TASK TO COMPLETE:
Set out each line of the records below as a Markdown table with the columns Number and Line, leaving out any blank lines.

EXTRACTED INFORMATION:
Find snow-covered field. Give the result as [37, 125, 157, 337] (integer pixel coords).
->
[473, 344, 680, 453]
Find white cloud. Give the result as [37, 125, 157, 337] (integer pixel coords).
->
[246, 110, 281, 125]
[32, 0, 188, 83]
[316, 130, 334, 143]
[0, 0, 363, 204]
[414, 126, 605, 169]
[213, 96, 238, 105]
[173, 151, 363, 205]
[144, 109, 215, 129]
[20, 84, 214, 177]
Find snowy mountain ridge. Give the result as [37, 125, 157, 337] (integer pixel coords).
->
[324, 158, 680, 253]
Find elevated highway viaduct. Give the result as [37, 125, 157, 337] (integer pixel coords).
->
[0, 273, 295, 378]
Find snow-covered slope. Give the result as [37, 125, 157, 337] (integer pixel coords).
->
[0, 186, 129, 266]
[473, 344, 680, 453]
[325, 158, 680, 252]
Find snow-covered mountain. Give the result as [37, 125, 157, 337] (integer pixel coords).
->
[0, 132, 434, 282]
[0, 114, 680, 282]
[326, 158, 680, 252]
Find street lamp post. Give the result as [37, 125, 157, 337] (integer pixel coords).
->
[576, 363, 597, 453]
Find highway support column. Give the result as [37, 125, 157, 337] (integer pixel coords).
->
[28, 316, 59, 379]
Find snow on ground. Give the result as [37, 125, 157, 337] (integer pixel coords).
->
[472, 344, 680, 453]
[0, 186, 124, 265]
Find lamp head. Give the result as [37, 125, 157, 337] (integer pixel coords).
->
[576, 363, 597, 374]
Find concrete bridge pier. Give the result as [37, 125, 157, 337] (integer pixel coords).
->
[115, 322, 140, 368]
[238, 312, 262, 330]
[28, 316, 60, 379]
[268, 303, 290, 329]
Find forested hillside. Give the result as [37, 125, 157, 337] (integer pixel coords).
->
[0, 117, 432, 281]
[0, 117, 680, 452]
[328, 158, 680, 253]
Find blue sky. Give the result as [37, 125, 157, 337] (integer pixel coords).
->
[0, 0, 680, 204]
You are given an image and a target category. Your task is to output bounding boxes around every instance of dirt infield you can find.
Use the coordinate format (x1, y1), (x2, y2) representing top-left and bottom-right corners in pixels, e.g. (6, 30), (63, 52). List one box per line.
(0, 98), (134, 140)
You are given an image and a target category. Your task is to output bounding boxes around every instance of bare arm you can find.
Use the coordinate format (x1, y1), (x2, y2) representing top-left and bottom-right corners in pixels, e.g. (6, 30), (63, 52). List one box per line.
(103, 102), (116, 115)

PROBLEM SOLUTION:
| Number | Line |
|---|---|
| 1 | Find snow-covered field. Give the result as [37, 125, 157, 337] (integer pixel coords). |
| 2 | -> |
| 3 | [473, 344, 680, 453] |
| 4 | Find white cloud. Give the result as [37, 125, 157, 337] (integer pixel coords). |
| 5 | -> |
| 6 | [246, 110, 281, 125] |
| 7 | [32, 0, 188, 83] |
| 8 | [316, 130, 334, 143] |
| 9 | [0, 0, 363, 204] |
| 10 | [414, 126, 605, 169] |
| 11 | [213, 96, 238, 105] |
| 12 | [173, 151, 363, 205] |
| 13 | [144, 109, 215, 129] |
| 14 | [20, 84, 214, 177] |
| 15 | Find snowy mountain ridge. Give the result as [37, 125, 157, 337] (integer pixel coords). |
| 16 | -> |
| 17 | [324, 158, 680, 253] |
| 18 | Find elevated highway viaduct. Give the result as [37, 125, 157, 337] (integer pixel coords). |
| 19 | -> |
| 20 | [0, 273, 295, 378] |
| 21 | Find snow-covered slope. Give the result as [37, 125, 157, 337] (integer pixel coords). |
| 22 | -> |
| 23 | [0, 186, 129, 266] |
| 24 | [473, 344, 680, 453] |
| 25 | [325, 158, 680, 252] |
| 26 | Find snow-covered mountain. Give the result as [37, 125, 157, 337] (integer pixel coords). |
| 27 | -> |
| 28 | [0, 132, 434, 282] |
| 29 | [0, 114, 680, 282] |
| 30 | [326, 158, 680, 252] |
| 31 | Find street lamp post. Give the result as [37, 125, 157, 337] (integer pixel coords). |
| 32 | -> |
| 33 | [576, 363, 597, 453] |
| 34 | Find highway support column. Give the result as [37, 125, 157, 337] (integer pixel coords). |
| 35 | -> |
| 36 | [28, 316, 59, 379] |
| 37 | Find snow on ground. Give the result as [37, 125, 157, 337] (integer pixel coords). |
| 38 | -> |
| 39 | [472, 344, 680, 453] |
| 40 | [0, 186, 124, 265] |
| 41 | Find lamp head. Give the result as [37, 125, 157, 337] (integer pixel coords). |
| 42 | -> |
| 43 | [576, 363, 597, 374] |
| 44 | Find concrete bridge pier. Give the result as [37, 125, 157, 337] (integer pixel coords). |
| 45 | -> |
| 46 | [115, 322, 140, 368] |
| 47 | [238, 312, 262, 330] |
| 48 | [28, 316, 60, 379] |
| 49 | [268, 303, 290, 329] |
| 50 | Find forested hillside. Give the result as [37, 125, 157, 337] (integer pixel coords). |
| 51 | -> |
| 52 | [0, 117, 432, 281] |
| 53 | [0, 117, 680, 452] |
| 54 | [328, 158, 680, 253] |
| 55 | Find blue sky. Give the result as [37, 125, 157, 337] (integer pixel coords). |
| 56 | -> |
| 57 | [0, 0, 680, 204] |
| 58 | You are given an image and a target category. Your task is to output bounding boxes around every instance of dirt infield you can find. |
| 59 | Use the coordinate format (x1, y1), (x2, y2) representing top-left and bottom-right corners in pixels, e.g. (6, 30), (63, 52). List one box per line. |
| 60 | (0, 98), (134, 140) |
| 61 | You are given an image and a target category. Your task is to output bounding boxes around every instance of bare arm you can find. |
| 62 | Use the coordinate format (x1, y1), (x2, y2) representing top-left and bottom-right corners in pixels, e.g. (6, 30), (63, 52). List one box per line. |
| 63 | (103, 102), (116, 115) |